**Selected extract:**

►

Please talk a little bit about the artwork “A Small Band.” Three powerful words (“blues,” “blood,” and “bruise”) were taken from one of the wrongfully accused Harlem six teenagers who attested to police violence in 1964. Can you tell us about the work’s history?
“A Small Band” is a combination of three large, text-based neon white sculptures that say “BLUES,” “BLOOD,” and “BRUISE.” In 1966, composer Steven Reich arranged the musical piece “Come Out” based on Daniel Hamm, one of the six black Harlem teens wrongly faulted for a murder two years prior. Hamm was repeatedly beaten by police and denied medical treatment. So he opened up one of his bruises “to let the bruise blood come out to show them” the severity of his trauma.
In 2015, Okwui Enwezor first commissioned “A Small Band” for an outside space at the Venice Biennale. A year later, Theaster Gates wanted to show the work outdoors in Chicago, but it wasn’t logistically feasible, so he installed them on stands at Stony Island Arts Bank. I thought it would be interesting to be in direct dialogue with the Kelly piece in the main space, and there wasn’t space to fit them there.
I was inspired by musician Jason Moran’s composition “STAGED: Three Deuces” and how it speaks to the confines and constrained spaces that jazz artists operated in, especially during segregation. So, I decided to jam “A Small Band” in the confined area in front of Kelly’s “Blue Black,” which adds to the dynamics of the space.
Could you talk about the element of music in the exhibition?
The two colors in Louis Armstrong’s song “(What Did I Do To Be So) Black and Blue?“ resonate in particular ways in African American history and culture. There is an invisibility felt that Armstrong expresses in the lyrics. For example, in the exhibition, Jennie C. Jones is interested in materials that explore sound and vibration—there are pieces that directly affect music.
Cara Starke, how do you imagine Glenn’s exhibition relating to the museum’s mission?

◄

**Input data:**

►

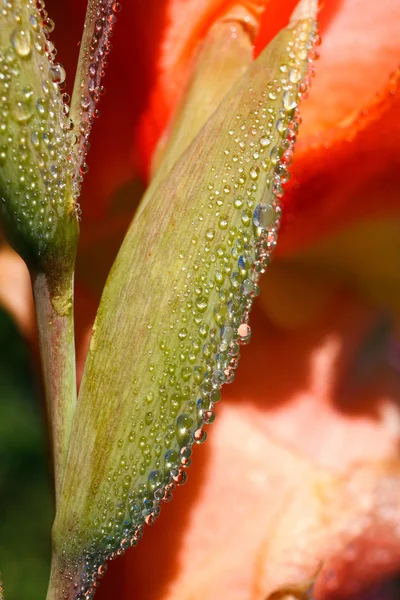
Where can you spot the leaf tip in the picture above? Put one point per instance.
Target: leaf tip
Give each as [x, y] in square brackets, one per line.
[305, 9]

◄

**Exercise aim:** In the interview about "A Small Band," who first commissioned the work, and for what setting?

**Finished exercise:** Okwui Enwezor commissioned it in 2015 for an outside space at the Venice Biennale.